Exercise brief:
Pictures within the data are to be left out; everything else must be reproduced exactly.

Data for this exercise:
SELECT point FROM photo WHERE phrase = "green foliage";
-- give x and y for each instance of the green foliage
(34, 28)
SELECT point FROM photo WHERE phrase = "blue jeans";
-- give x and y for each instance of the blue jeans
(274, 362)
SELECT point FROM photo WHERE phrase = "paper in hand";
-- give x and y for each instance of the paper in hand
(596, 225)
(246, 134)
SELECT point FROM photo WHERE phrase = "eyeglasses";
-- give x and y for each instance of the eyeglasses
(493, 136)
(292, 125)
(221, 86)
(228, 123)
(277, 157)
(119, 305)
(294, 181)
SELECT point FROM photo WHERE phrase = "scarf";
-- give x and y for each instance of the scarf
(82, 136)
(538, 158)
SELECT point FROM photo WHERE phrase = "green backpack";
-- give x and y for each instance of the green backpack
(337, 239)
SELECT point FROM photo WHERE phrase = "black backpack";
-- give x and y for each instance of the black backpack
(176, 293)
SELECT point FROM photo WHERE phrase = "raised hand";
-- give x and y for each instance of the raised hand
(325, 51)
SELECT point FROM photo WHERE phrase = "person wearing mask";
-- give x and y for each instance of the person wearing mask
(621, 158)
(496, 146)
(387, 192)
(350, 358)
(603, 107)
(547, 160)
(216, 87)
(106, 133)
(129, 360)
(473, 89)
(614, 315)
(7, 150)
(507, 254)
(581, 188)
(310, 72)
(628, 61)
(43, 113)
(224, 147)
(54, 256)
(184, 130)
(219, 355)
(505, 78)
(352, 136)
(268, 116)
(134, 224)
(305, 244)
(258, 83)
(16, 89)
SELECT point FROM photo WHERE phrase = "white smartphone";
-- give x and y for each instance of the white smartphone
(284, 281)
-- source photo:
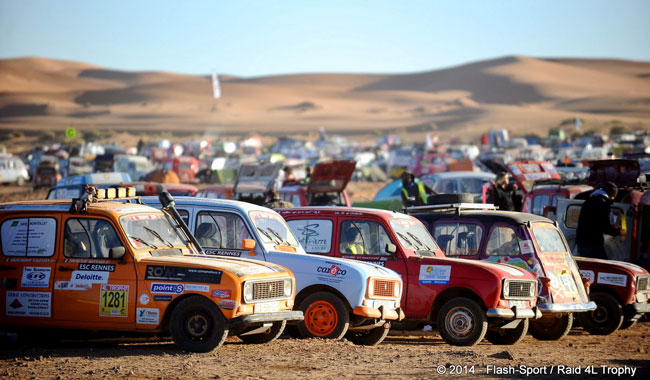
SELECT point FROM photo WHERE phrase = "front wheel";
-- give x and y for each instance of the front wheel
(368, 337)
(267, 336)
(462, 322)
(508, 336)
(607, 318)
(197, 325)
(551, 328)
(325, 317)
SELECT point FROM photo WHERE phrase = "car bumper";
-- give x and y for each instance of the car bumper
(250, 319)
(514, 313)
(379, 313)
(567, 307)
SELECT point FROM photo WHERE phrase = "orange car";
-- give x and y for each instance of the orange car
(109, 266)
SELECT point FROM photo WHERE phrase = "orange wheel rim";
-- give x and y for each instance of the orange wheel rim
(321, 318)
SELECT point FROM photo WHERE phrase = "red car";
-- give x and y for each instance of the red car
(468, 300)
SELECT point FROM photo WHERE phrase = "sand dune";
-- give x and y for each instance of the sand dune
(522, 94)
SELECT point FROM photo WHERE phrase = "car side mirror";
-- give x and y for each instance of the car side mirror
(117, 253)
(248, 245)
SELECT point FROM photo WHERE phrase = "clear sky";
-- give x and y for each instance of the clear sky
(252, 38)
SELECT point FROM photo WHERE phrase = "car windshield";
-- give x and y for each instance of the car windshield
(412, 235)
(154, 231)
(273, 229)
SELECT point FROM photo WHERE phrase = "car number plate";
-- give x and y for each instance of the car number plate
(267, 307)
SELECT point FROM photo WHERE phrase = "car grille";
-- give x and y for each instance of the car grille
(268, 290)
(384, 288)
(642, 284)
(520, 289)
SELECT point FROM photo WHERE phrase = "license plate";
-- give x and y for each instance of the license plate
(519, 304)
(267, 307)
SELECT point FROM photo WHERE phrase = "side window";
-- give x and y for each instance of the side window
(89, 238)
(30, 237)
(502, 242)
(315, 235)
(459, 239)
(538, 204)
(362, 237)
(220, 230)
(572, 216)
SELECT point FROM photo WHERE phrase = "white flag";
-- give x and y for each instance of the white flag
(216, 88)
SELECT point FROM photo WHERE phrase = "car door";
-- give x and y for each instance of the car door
(90, 286)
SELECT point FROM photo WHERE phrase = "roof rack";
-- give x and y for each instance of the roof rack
(454, 206)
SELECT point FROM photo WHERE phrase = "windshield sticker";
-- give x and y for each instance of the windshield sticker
(147, 316)
(168, 273)
(36, 277)
(435, 274)
(29, 304)
(113, 300)
(589, 275)
(526, 247)
(88, 277)
(612, 279)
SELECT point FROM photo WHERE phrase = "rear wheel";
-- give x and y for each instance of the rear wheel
(462, 322)
(551, 328)
(197, 325)
(325, 317)
(368, 337)
(508, 336)
(607, 318)
(267, 336)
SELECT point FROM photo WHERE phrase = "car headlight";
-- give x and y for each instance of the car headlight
(288, 287)
(248, 292)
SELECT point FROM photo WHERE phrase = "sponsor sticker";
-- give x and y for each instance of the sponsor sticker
(435, 274)
(221, 293)
(147, 316)
(29, 304)
(612, 279)
(167, 288)
(36, 277)
(113, 300)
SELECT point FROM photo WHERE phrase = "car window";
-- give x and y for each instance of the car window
(458, 239)
(216, 229)
(539, 202)
(363, 237)
(502, 242)
(549, 240)
(37, 240)
(315, 235)
(89, 238)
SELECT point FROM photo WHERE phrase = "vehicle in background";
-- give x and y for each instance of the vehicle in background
(531, 242)
(13, 170)
(74, 187)
(338, 297)
(105, 267)
(467, 300)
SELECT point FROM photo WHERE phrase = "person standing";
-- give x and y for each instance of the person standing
(594, 222)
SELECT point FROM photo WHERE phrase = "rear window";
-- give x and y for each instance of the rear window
(549, 240)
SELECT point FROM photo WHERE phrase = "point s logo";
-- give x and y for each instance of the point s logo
(334, 270)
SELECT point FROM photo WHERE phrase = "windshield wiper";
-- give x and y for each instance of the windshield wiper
(157, 235)
(142, 241)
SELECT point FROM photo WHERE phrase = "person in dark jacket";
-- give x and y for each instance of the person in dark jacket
(594, 222)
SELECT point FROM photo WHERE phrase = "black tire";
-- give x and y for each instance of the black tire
(325, 317)
(551, 328)
(197, 325)
(462, 322)
(368, 337)
(436, 199)
(607, 318)
(269, 335)
(508, 336)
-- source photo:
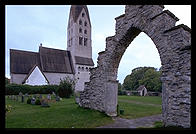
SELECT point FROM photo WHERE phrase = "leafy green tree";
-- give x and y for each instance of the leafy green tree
(7, 81)
(147, 76)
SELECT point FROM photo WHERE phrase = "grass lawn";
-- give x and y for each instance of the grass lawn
(67, 114)
(139, 106)
(63, 114)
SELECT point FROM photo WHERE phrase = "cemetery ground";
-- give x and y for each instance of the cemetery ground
(67, 114)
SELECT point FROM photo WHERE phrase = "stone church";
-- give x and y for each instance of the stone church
(49, 65)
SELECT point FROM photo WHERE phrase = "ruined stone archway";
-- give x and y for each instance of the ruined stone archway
(174, 46)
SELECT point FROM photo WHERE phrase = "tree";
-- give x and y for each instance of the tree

Result for this task:
SELECT point FROM photo WHERE phrase = "green foliage";
-- give x and y for each instance of the green foliage
(34, 28)
SELECT point FROM photo WHERE phrase = "blue jeans";
-- give x and y for each instance of the blue jeans
(274, 362)
SELECT point FROM photo WHERE phrase = "paper in hand";
-- give x and y for each instance of the paper in hand
(596, 225)
(246, 134)
SELECT point FROM photo WHERE phrase = "eyeglasses";
-- give x and y for each instance of the eyeglasses
(493, 136)
(292, 125)
(221, 86)
(228, 123)
(277, 157)
(119, 305)
(294, 181)
SELECT point FROM photo WHERE phrase = "scarf";
-- give x and y for each instance of the scarf
(82, 136)
(538, 158)
SELECT point FROM photo WHERE phrase = "green backpack";
-- give x and y for each instance of the green backpack
(337, 239)
SELECT point FROM photo WHERE phrase = "black backpack";
-- give x and y for each instance of the black backpack
(176, 293)
SELECT point FROM photo WHERE phrase = "raised hand";
-- give x and y for each instance of the raised hand
(325, 51)
SELECT point FROM photo WHERE phrase = "person wearing mask";
-- give x and y for each instance of the person wearing mask
(621, 158)
(496, 146)
(387, 192)
(350, 358)
(603, 107)
(547, 160)
(216, 87)
(106, 133)
(129, 360)
(473, 89)
(614, 315)
(7, 150)
(507, 254)
(581, 188)
(310, 72)
(628, 61)
(43, 113)
(224, 147)
(54, 256)
(184, 130)
(219, 355)
(505, 78)
(352, 136)
(268, 116)
(134, 224)
(305, 244)
(258, 83)
(16, 89)
SELECT point FROM photo WHERE phrase = "white smartphone";
-- give x and y for each instance of the white smartphone
(284, 281)
-- source photo:
SELECT point FROM photo WHERE phrase = "front wheel";
-- give x and y for each instance of the front wheel
(368, 337)
(267, 336)
(462, 322)
(508, 336)
(607, 318)
(197, 325)
(551, 328)
(325, 317)
SELECT point FROM photo WHERE phrase = "car bumper";
-- give x and y for each instance of the car bumper
(250, 319)
(514, 313)
(379, 313)
(567, 307)
SELECT point FROM photo WHERE phrase = "orange car";
-- give x and y for each instance of the orange car
(109, 266)
SELECT point FROM photo WHERE phrase = "orange wheel rim";
-- give x and y for each instance of the orange wheel rim
(321, 318)
SELECT point FROM photo WHERE phrase = "red car";
-- give x and y for each instance of the red car
(468, 300)
SELECT point FROM photo WHERE phrase = "sand dune";
-- give x and y for each instance of the sand dune
(522, 94)
SELECT point FROM photo WHERE phrase = "car side mirror";
-- give x and y for each instance of the car side mirror
(117, 253)
(248, 245)
SELECT point FROM photo WHERE phrase = "clear sky";
-- give x and y for each instance of the clear sky
(252, 38)
SELECT point FROM photo WHERE phrase = "car windshield";
-- give x and y for each instance of the car windshield
(412, 235)
(154, 231)
(273, 229)
SELECT point FROM photo WHERE phrase = "car number plate";
-- give x and y for each instance of the car number plate
(267, 307)
SELECT point FROM photo WHERE phrase = "car grille";
-- give x and y for each instance of the car grille
(268, 290)
(384, 288)
(642, 284)
(520, 289)
SELECT point FROM photo WHERE phrase = "license plate";
-- give x and y for each instance of the license plate
(519, 304)
(267, 307)
SELECT point FROM photo WHERE phrase = "side window";
-- give x and y for each instance of the side window
(89, 238)
(30, 237)
(502, 242)
(315, 235)
(459, 239)
(538, 204)
(362, 237)
(220, 230)
(572, 216)
SELECT point FROM photo WHERE phrase = "white flag";
-- give x and y for each instance of the white flag
(216, 88)
SELECT point FROM photo WHERE phrase = "car door";
-- give x and y for each instance of the car door
(90, 286)
SELECT point FROM photo WHERE phrase = "roof rack";
-- give x and y for each instance of the roof rack
(454, 206)
SELECT point FROM photo WHERE phrase = "windshield sticker";
-- give x and y for each instance of the windshield sticker
(147, 316)
(168, 273)
(36, 277)
(435, 274)
(29, 304)
(113, 300)
(589, 275)
(526, 247)
(88, 277)
(612, 279)
SELECT point FROM photo WHERE phrase = "rear wheel";
-- give x and y for each instance of the rear wheel
(462, 322)
(551, 328)
(197, 325)
(325, 317)
(368, 337)
(508, 336)
(607, 318)
(267, 336)
SELECT point FROM photo WHERE phrase = "car headlight";
-- give x and y for each instance of the car headlight
(288, 287)
(248, 292)
SELECT point FROM photo WHERE phrase = "sponsor sticker";
-- give x and y for each instance of the sponsor sticker
(435, 274)
(221, 293)
(147, 316)
(29, 304)
(612, 279)
(167, 288)
(36, 277)
(113, 300)
SELECT point FROM photo WHERE phrase = "car window";
-- give x and y for each instance of the car window
(458, 239)
(216, 229)
(539, 202)
(363, 237)
(502, 242)
(549, 240)
(37, 240)
(315, 235)
(89, 238)
SELECT point FROM photo WHERE phrase = "vehicle in background";
-- give x and y for each instance of the vehicle in background
(531, 242)
(13, 170)
(74, 187)
(338, 297)
(105, 267)
(467, 300)
SELECT point FROM photo WHERE phrase = "person standing";
-- give x and y for each instance of the person standing
(594, 222)
SELECT point FROM photo WHERE phrase = "rear window";
-- give x and y for each instance of the rear window
(549, 240)
SELECT point FROM photo WHERE phrase = "point s logo";
-- give x and y for each instance of the point s logo
(334, 270)
SELECT point FROM photo WHERE phrase = "windshield wiper";
-- give x and y for each instance of the windshield wiper
(157, 235)
(142, 241)
SELECT point FROM photo WHERE phrase = "person in dark jacket";
-- give x and y for each instance of the person in dark jacket
(594, 222)
SELECT point FROM photo WHERE phrase = "black tire";
-- give x and y for each instance of the black tire
(325, 317)
(551, 328)
(197, 325)
(462, 322)
(368, 337)
(436, 199)
(607, 318)
(269, 335)
(508, 336)
-- source photo:
SELECT point FROM photo WHERE phrase = "leafy green tree";
-- give x and y for each instance of the leafy green tree
(7, 81)
(147, 76)
SELECT point FROM photo WHERE phrase = "grass lawn";
-- give x and y for each instance of the grass lawn
(67, 114)
(139, 106)
(63, 114)
SELECT point FROM photo WHERE phrase = "cemetery ground";
-- give x and y for each instance of the cemetery ground
(67, 114)
SELECT point FROM photo WHERE phrase = "stone church";
-- give x and y for each instance of the stone church
(49, 65)
SELECT point FROM photo WHERE phrase = "ruined stone archway";
-- give x and y for each instance of the ruined stone archway
(174, 46)
SELECT point FROM photo WHERE phrase = "tree";
-- give x and y for each instance of the tree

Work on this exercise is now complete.